What the exercise asks: Repeat everything from "The dreams of" down to "your own bed." in the dreaming text below, word for word.

You Are a Dreamer
When we say "dream", we could mean fantasize or wish; or we could mean the place we find ourselves when we sleep.
Even if you think you have completely no creativity, your dreams prove otherwise, don’t they? In your own dreams, you journey to distant places and create amazing stories, most of which you forget in the morning. This is from your head and playing for a one-person audience ... you.
In dreams, you may do everyday things or things you would never do in real life. You might see loved ones that have died years ago, or find yourself endlessly searching for something.
Humans have 4-6 dreams a night each between 5 and 20 minutes. The average human
spends about 6 years of their entire life dreaming.
The dreams of the poor are just as fantastic as any rich person. The dream journey has no price and given freely to all of us.
Dreaming is not merely a human practice. Occasionally, my family would watch our dog, Jade, do a muffled bark while taking a nap. We would laugh watching her feet twitch as if she was chasing something.
When we sleep, we totally depart the real world and enter another story, another realm. Sleep equals unconsciousness, so in this state you are completely oblivious to what’s going on in the rest of the world but also your own room, even your own bed.
You leave the world as if you died, but you didn’t die. In fact, when you wake up … your fatigue has evaporated, your body rejuvenated, your joints are relaxed. Scientists know that not only is your body recharged but your mind and emotions are somewhat rebooted.

Data shown:
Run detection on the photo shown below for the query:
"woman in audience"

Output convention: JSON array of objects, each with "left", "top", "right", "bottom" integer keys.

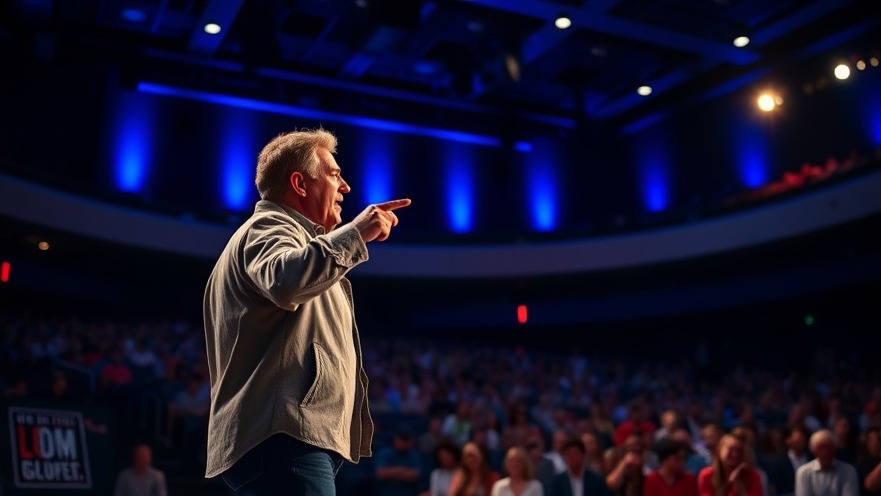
[
  {"left": 450, "top": 442, "right": 500, "bottom": 496},
  {"left": 424, "top": 441, "right": 459, "bottom": 496},
  {"left": 491, "top": 446, "right": 544, "bottom": 496},
  {"left": 581, "top": 432, "right": 606, "bottom": 475},
  {"left": 697, "top": 434, "right": 762, "bottom": 496},
  {"left": 606, "top": 431, "right": 646, "bottom": 496},
  {"left": 857, "top": 427, "right": 881, "bottom": 496}
]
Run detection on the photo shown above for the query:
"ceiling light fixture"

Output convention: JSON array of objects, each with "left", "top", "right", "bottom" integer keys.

The output:
The dreams of the poor are just as fantastic as any rich person. The dream journey has no price and given freely to all of us.
Dreaming is not merely a human practice. Occasionally, my family would watch our dog, Jade, do a muffled bark while taking a nap. We would laugh watching her feet twitch as if she was chasing something.
When we sleep, we totally depart the real world and enter another story, another realm. Sleep equals unconsciousness, so in this state you are completely oblivious to what’s going on in the rest of the world but also your own room, even your own bed.